■ The exercise:
Revise the listing from its start through the line containing "[279, 160, 287, 166]", swapping "white flower" for "white blossom" and changing nothing else. Omit the pictures from your output.

[START Data entries]

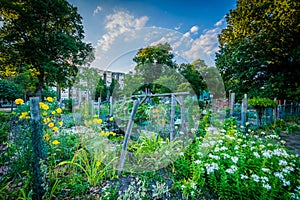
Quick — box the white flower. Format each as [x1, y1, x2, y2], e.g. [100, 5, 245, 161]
[220, 146, 228, 151]
[253, 152, 260, 158]
[205, 163, 219, 174]
[214, 147, 220, 152]
[274, 172, 284, 180]
[190, 182, 197, 190]
[222, 153, 230, 158]
[251, 174, 259, 182]
[260, 176, 269, 183]
[208, 153, 220, 160]
[262, 150, 272, 158]
[263, 184, 272, 190]
[197, 152, 203, 157]
[195, 160, 201, 165]
[279, 160, 287, 166]
[261, 168, 270, 172]
[231, 157, 239, 163]
[283, 180, 291, 186]
[226, 168, 234, 174]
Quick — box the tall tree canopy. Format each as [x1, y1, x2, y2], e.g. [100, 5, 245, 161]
[0, 0, 93, 97]
[216, 0, 300, 101]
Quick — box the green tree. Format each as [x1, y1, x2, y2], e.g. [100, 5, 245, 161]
[0, 0, 93, 97]
[133, 43, 176, 83]
[216, 0, 300, 101]
[95, 77, 108, 101]
[0, 79, 22, 111]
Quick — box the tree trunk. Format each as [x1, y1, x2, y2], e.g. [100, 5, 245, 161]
[35, 72, 44, 101]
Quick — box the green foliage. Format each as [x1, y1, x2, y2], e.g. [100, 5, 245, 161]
[0, 0, 93, 97]
[216, 0, 300, 101]
[248, 97, 277, 108]
[0, 111, 12, 144]
[95, 77, 108, 101]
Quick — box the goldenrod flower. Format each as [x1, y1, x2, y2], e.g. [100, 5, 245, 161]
[42, 104, 49, 110]
[96, 161, 101, 167]
[99, 131, 105, 136]
[44, 133, 50, 141]
[56, 108, 62, 114]
[15, 99, 24, 105]
[48, 122, 54, 128]
[46, 97, 53, 103]
[39, 102, 45, 108]
[19, 112, 28, 119]
[52, 140, 60, 145]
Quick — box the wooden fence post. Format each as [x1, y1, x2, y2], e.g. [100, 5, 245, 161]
[109, 96, 113, 116]
[241, 94, 248, 127]
[118, 100, 139, 176]
[98, 97, 101, 118]
[230, 93, 235, 117]
[30, 97, 45, 200]
[170, 94, 175, 141]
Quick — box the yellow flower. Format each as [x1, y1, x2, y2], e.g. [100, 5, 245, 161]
[44, 133, 50, 141]
[99, 131, 105, 136]
[96, 161, 101, 167]
[48, 122, 54, 128]
[52, 140, 60, 145]
[46, 97, 53, 103]
[19, 112, 29, 119]
[39, 102, 45, 108]
[56, 108, 62, 114]
[15, 99, 24, 105]
[42, 104, 49, 110]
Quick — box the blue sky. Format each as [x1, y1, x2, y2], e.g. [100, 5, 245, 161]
[68, 0, 236, 72]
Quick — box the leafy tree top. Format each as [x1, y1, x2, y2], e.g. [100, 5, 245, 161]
[0, 0, 93, 95]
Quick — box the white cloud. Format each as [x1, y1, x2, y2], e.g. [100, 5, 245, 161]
[183, 32, 191, 37]
[93, 6, 103, 16]
[190, 26, 199, 34]
[98, 11, 149, 51]
[215, 18, 225, 26]
[174, 24, 182, 31]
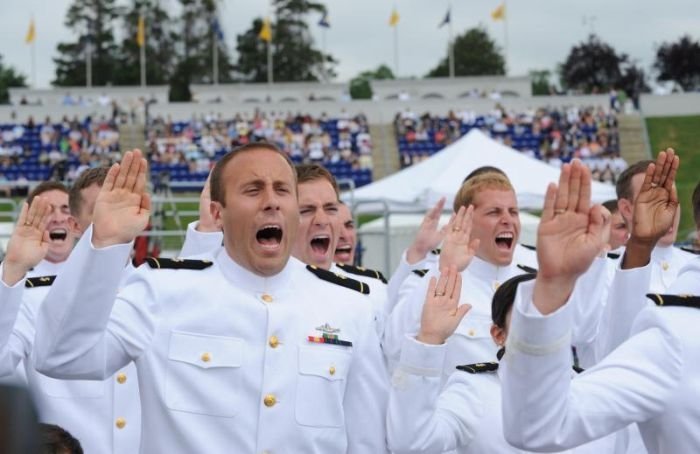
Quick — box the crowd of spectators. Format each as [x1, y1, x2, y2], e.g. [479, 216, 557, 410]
[146, 111, 372, 185]
[394, 105, 626, 182]
[0, 116, 119, 192]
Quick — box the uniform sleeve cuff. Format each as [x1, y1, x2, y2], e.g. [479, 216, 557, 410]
[507, 281, 573, 356]
[399, 335, 445, 377]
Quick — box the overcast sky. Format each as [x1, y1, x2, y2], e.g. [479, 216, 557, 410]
[0, 0, 700, 87]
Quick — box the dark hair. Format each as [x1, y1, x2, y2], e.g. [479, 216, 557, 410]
[210, 142, 296, 206]
[27, 181, 69, 205]
[39, 423, 83, 454]
[692, 182, 700, 228]
[603, 200, 619, 214]
[462, 166, 508, 184]
[68, 167, 109, 216]
[615, 159, 654, 202]
[296, 164, 339, 197]
[491, 273, 537, 329]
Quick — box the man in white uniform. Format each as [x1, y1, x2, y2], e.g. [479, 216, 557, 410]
[35, 144, 386, 453]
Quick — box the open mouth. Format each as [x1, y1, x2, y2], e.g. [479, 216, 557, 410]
[311, 235, 331, 255]
[49, 229, 68, 241]
[496, 232, 515, 250]
[255, 224, 282, 249]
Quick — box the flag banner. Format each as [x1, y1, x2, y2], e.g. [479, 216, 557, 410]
[438, 9, 450, 28]
[491, 3, 506, 20]
[389, 8, 399, 27]
[318, 12, 331, 28]
[258, 17, 272, 43]
[136, 15, 146, 47]
[24, 18, 36, 44]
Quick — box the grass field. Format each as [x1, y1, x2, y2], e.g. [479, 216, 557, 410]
[646, 116, 700, 241]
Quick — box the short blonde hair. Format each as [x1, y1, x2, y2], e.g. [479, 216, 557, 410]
[452, 172, 515, 213]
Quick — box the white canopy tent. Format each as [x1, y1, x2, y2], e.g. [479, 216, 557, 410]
[346, 129, 616, 213]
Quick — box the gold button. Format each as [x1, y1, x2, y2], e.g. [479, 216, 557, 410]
[263, 394, 277, 407]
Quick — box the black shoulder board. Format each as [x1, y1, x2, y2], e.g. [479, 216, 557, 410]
[336, 263, 386, 284]
[146, 257, 213, 270]
[306, 265, 369, 295]
[518, 265, 537, 274]
[647, 293, 700, 309]
[24, 276, 56, 288]
[457, 363, 498, 374]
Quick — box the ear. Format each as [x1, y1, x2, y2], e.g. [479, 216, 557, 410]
[617, 199, 633, 228]
[209, 201, 224, 232]
[491, 325, 506, 347]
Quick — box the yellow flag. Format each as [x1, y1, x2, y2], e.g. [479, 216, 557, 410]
[258, 17, 272, 43]
[136, 15, 146, 47]
[24, 18, 36, 44]
[491, 3, 506, 20]
[389, 8, 400, 27]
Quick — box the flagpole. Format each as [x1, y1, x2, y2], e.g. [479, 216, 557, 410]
[139, 10, 146, 87]
[447, 2, 455, 79]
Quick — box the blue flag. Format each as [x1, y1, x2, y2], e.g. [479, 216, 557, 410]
[211, 17, 224, 41]
[318, 12, 331, 28]
[438, 8, 450, 28]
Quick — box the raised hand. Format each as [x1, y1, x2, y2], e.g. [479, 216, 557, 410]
[440, 205, 479, 272]
[416, 267, 472, 345]
[92, 150, 151, 247]
[534, 159, 609, 314]
[2, 195, 51, 286]
[406, 197, 445, 265]
[196, 172, 221, 232]
[630, 148, 680, 247]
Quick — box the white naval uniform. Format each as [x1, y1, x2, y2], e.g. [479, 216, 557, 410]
[387, 336, 612, 454]
[0, 262, 141, 454]
[35, 229, 388, 454]
[501, 270, 700, 454]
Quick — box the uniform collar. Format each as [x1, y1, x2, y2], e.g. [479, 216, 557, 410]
[215, 248, 296, 294]
[467, 257, 514, 283]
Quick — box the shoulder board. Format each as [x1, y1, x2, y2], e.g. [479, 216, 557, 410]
[518, 265, 537, 274]
[681, 247, 700, 255]
[24, 276, 56, 288]
[336, 263, 386, 284]
[146, 257, 214, 270]
[457, 362, 498, 374]
[306, 265, 369, 295]
[647, 293, 700, 309]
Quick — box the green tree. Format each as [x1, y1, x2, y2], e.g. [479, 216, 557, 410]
[0, 55, 27, 104]
[170, 0, 233, 101]
[654, 35, 700, 91]
[427, 27, 506, 77]
[559, 35, 627, 93]
[350, 65, 395, 99]
[236, 0, 337, 82]
[53, 0, 121, 86]
[114, 0, 177, 85]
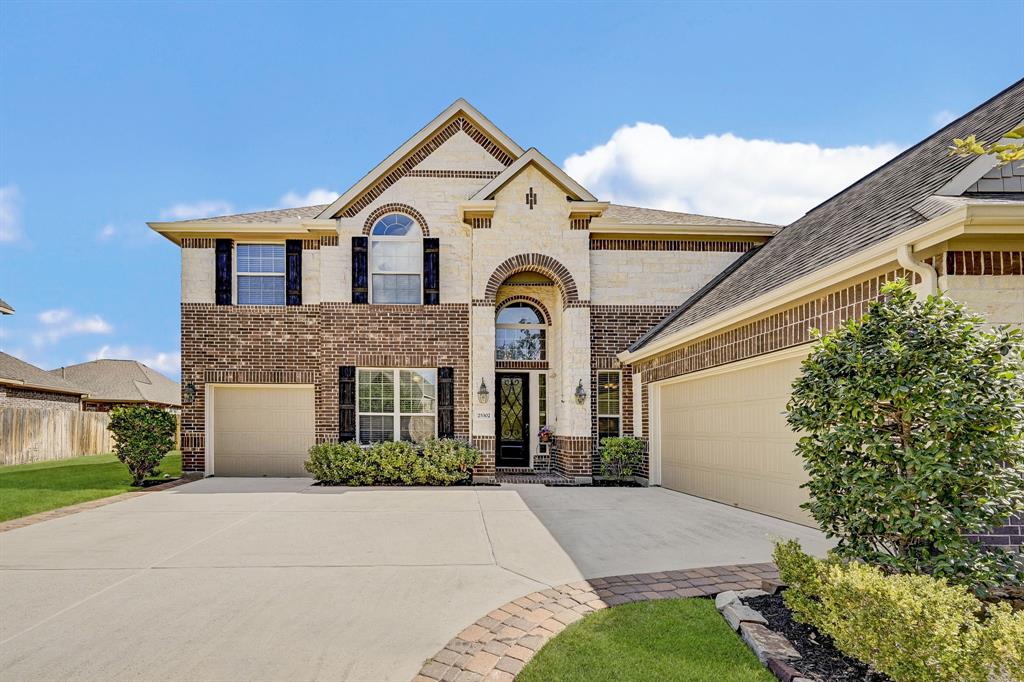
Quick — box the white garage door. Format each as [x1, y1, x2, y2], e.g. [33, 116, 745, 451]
[213, 386, 313, 476]
[657, 351, 813, 525]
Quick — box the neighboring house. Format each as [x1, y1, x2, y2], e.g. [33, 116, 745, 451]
[151, 99, 777, 481]
[0, 352, 88, 412]
[618, 81, 1024, 545]
[50, 359, 181, 412]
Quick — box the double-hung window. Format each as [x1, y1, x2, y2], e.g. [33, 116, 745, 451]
[370, 213, 423, 303]
[597, 372, 623, 442]
[234, 244, 285, 305]
[356, 369, 437, 444]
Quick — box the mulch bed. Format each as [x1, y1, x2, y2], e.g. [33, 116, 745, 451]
[742, 595, 889, 682]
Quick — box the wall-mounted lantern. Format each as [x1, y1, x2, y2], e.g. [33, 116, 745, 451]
[574, 379, 587, 404]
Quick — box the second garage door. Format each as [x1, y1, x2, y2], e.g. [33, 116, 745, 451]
[213, 386, 313, 476]
[658, 352, 813, 525]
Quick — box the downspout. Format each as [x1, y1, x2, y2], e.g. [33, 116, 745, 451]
[896, 244, 939, 299]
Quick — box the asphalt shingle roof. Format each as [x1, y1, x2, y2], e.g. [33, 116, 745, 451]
[0, 352, 89, 395]
[166, 204, 328, 223]
[50, 359, 181, 404]
[601, 204, 777, 227]
[630, 80, 1024, 350]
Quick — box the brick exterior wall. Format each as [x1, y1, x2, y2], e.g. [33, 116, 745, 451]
[590, 305, 675, 477]
[634, 251, 1024, 550]
[181, 303, 471, 472]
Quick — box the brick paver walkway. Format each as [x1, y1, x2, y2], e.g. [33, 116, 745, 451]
[0, 476, 199, 532]
[414, 563, 778, 682]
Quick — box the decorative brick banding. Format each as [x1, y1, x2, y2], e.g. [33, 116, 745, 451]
[341, 116, 515, 218]
[483, 253, 580, 307]
[927, 251, 1024, 276]
[413, 563, 778, 682]
[362, 204, 430, 237]
[590, 239, 757, 253]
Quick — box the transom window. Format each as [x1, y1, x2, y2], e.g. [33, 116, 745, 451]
[370, 213, 423, 303]
[495, 301, 547, 360]
[234, 244, 285, 305]
[356, 369, 437, 444]
[597, 372, 623, 442]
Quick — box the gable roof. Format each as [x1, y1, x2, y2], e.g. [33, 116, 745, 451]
[0, 351, 89, 395]
[165, 204, 328, 225]
[316, 97, 523, 218]
[470, 146, 597, 202]
[592, 204, 778, 228]
[50, 359, 181, 406]
[630, 80, 1024, 352]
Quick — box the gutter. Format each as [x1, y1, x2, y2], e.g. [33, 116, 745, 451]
[896, 244, 939, 298]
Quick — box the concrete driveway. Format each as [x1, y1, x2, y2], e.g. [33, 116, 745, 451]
[0, 478, 826, 681]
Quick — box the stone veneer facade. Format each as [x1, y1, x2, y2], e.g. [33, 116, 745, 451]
[181, 115, 763, 481]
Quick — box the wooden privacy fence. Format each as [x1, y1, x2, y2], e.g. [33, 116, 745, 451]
[0, 406, 114, 465]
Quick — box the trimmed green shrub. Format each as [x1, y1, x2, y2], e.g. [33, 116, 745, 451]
[106, 406, 177, 485]
[775, 542, 1024, 682]
[304, 438, 480, 485]
[787, 281, 1024, 593]
[601, 436, 644, 479]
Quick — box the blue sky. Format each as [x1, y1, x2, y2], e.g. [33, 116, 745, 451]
[0, 0, 1024, 377]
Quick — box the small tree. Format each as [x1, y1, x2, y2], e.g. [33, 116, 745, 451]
[108, 406, 176, 485]
[787, 281, 1024, 588]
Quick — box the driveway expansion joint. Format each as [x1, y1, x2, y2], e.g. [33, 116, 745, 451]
[413, 563, 778, 682]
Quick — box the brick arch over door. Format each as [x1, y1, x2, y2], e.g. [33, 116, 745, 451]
[483, 253, 580, 306]
[496, 294, 552, 325]
[362, 204, 430, 237]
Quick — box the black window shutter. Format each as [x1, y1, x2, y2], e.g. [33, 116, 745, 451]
[437, 367, 455, 438]
[338, 367, 355, 442]
[423, 237, 441, 305]
[215, 240, 231, 305]
[352, 237, 370, 303]
[285, 240, 302, 305]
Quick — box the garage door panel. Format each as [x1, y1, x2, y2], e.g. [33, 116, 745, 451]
[213, 386, 314, 476]
[659, 348, 812, 524]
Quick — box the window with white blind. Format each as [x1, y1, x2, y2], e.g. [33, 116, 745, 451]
[597, 372, 623, 442]
[356, 369, 437, 444]
[234, 244, 285, 305]
[370, 213, 423, 303]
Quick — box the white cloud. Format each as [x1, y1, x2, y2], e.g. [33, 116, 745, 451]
[32, 308, 114, 346]
[932, 109, 958, 130]
[88, 345, 181, 375]
[278, 187, 338, 208]
[0, 184, 22, 242]
[564, 123, 900, 224]
[160, 199, 234, 220]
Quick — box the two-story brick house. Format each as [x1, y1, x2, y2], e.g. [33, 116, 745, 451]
[151, 100, 777, 482]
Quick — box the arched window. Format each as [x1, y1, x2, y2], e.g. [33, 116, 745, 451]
[495, 301, 547, 360]
[370, 213, 423, 303]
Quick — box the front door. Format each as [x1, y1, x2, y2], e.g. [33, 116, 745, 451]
[496, 374, 529, 467]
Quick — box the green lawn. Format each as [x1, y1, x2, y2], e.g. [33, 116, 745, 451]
[516, 599, 775, 682]
[0, 451, 181, 521]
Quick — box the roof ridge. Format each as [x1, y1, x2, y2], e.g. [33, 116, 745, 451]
[798, 78, 1024, 220]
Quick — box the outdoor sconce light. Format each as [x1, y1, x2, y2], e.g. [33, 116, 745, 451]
[575, 379, 587, 404]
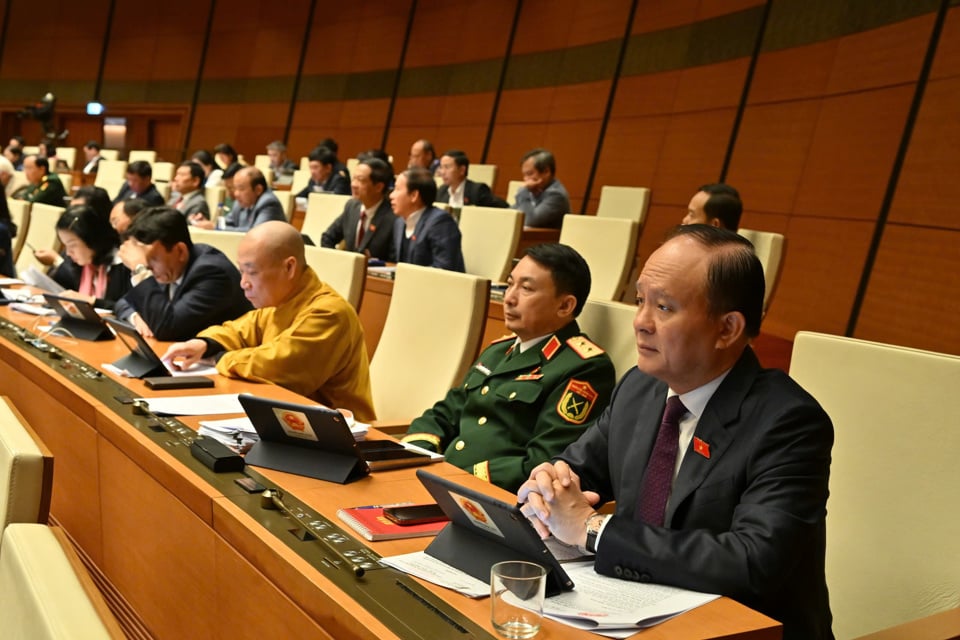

[END Data entries]

■ Exercise output:
Quick — box the white blossom. Format each as [x1, y1, x2, y2], e.g. [100, 5, 245, 161]
[220, 146, 228, 151]
[253, 152, 260, 158]
[205, 163, 219, 174]
[214, 147, 220, 152]
[274, 172, 284, 180]
[190, 182, 197, 190]
[222, 153, 230, 158]
[251, 174, 259, 182]
[260, 176, 269, 183]
[208, 153, 220, 160]
[262, 150, 272, 158]
[263, 184, 272, 190]
[197, 152, 203, 157]
[195, 160, 201, 165]
[279, 160, 287, 166]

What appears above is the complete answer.